# START OF QUOTED PASSAGE

Monday, October 7, 2013

Constitutional crisis?

Some of the people currently holding our government hostage until they can figure out what demands of theirs need to be satisfied before they will allow the government to continue functioning, are the same people constantly proclaiming their reverence for the Constitution and the vision of our Founding Fathers. These people should understand that our Constitution never contemplated that these kinds of tactics would be used. Jonathan Chait has an interesting piece out this week, based on the work of political scientist Juan Linz (who just died last week), in which he points out an inherent flaw in the American system of checks and balances. The design feature of our Constitution that allows separate presidential and legislative elections allows for the possibility of divided government. And it is the possibility of divided government that has doomed practically every other democratic system structured like ours. Whenever either party holding power in either the executive or the legislative branch has the power to bring the entire system to a crashing halt unless they get their way, you have a recipe for potential disaster.

Our system was designed that way because it was not designed with political parties in mind at all. Parties are nowhere mentioned in the Constitution. But since political parties formed anyway almost immediately after the formation of government under the Constitution, the system has accommodated them uneasily ever since. The only thing that has saved our system from collapse thus far has been the amorphous nature of American political parties--their ability to accommodate a wide range of views. Conservative Democrats or moderate Republicans will sometimes support the other side's agenda when necessary to allow the government to continue to function.

# END OF QUOTED PASSAGE
# START OF AVAILABLE RECORDS

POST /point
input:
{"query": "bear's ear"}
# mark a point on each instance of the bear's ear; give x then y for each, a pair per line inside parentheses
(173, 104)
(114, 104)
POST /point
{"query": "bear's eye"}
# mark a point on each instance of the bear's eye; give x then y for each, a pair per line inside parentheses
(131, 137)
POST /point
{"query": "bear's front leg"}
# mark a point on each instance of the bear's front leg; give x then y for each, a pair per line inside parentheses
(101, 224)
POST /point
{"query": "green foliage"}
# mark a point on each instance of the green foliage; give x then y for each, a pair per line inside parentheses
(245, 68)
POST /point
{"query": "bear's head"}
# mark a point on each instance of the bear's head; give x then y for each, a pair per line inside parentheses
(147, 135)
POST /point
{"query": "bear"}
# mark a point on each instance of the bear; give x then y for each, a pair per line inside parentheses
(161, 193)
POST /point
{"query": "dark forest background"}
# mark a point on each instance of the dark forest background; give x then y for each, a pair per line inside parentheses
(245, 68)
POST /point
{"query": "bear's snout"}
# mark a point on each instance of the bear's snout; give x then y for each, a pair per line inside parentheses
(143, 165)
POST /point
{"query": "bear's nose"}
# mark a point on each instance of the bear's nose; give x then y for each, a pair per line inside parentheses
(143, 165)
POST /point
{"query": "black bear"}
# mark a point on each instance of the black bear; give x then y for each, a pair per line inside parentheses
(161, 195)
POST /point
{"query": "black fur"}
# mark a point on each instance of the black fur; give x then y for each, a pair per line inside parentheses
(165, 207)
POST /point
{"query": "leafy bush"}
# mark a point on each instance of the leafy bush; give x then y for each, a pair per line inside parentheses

# END OF AVAILABLE RECORDS

PROBLEMS TO SOLVE:
- 1) In the blog post on a constitutional crisis, whose work is Jonathan Chait's piece based on?
- 2) Collect every line of the listing that contains the string "nose"; case counts.
The blog post and the listing have no connection to each other.

RESPONSES FOR EACH TASK:
- 1) The political scientist Juan Linz.

- 2)
{"query": "bear's nose"}
# mark a point on each instance of the bear's nose; give x then y for each, a pair per line inside parentheses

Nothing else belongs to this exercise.